Filter the records below, keeping only lines with the string "platform".

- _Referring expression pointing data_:
···

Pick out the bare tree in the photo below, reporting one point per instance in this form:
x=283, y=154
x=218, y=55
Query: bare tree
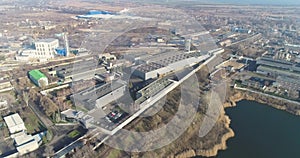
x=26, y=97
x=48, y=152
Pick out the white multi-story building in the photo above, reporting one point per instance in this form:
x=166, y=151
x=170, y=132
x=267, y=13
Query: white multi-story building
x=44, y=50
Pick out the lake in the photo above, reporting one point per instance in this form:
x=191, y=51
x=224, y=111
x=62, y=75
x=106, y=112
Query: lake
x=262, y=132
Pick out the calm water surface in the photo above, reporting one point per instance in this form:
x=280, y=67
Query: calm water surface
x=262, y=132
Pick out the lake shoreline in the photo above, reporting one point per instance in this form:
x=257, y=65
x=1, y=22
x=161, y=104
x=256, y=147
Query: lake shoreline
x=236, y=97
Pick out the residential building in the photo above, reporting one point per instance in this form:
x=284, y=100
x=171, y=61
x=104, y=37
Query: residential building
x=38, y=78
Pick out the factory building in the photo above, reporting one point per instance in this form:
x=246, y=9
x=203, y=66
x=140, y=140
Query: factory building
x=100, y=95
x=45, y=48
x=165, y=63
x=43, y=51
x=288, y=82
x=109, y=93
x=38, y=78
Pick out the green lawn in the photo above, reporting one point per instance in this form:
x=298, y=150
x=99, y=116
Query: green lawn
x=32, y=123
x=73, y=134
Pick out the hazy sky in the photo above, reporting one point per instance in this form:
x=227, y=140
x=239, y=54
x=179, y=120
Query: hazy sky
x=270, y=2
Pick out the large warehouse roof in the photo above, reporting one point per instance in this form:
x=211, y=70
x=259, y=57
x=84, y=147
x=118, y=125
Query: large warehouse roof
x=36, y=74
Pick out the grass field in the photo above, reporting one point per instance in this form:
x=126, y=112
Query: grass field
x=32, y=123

···

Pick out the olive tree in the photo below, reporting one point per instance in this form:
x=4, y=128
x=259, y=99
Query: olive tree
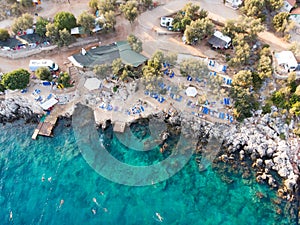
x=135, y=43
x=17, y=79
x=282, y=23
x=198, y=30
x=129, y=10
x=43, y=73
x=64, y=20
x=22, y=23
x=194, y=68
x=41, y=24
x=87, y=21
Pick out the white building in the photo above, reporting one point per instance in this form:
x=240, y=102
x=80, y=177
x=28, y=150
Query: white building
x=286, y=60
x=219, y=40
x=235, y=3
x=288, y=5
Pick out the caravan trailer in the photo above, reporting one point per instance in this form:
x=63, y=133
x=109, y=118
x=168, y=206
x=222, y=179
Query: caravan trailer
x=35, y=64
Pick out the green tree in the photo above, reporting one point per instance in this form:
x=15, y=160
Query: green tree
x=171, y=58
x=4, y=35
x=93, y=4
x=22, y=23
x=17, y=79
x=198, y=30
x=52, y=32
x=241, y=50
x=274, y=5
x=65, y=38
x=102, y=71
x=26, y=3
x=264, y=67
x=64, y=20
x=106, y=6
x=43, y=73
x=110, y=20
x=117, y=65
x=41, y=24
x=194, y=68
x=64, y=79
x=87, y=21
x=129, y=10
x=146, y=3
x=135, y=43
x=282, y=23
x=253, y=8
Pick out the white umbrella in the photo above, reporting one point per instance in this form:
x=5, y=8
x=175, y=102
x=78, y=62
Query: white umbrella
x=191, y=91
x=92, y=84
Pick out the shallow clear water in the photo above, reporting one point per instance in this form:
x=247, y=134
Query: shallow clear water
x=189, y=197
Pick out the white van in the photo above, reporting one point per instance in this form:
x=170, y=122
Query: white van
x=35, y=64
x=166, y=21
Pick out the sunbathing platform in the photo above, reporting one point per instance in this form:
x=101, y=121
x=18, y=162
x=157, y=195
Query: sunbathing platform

···

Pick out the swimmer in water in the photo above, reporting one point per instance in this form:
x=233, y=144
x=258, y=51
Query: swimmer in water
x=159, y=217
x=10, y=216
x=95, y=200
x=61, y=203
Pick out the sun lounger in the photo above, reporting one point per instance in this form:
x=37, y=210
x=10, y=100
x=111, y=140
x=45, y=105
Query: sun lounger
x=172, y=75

···

- _OUTPUT BELOW_:
Pick out the sunbathing platform in the photo above, reporting one point per instance in this form:
Query: sunbathing platform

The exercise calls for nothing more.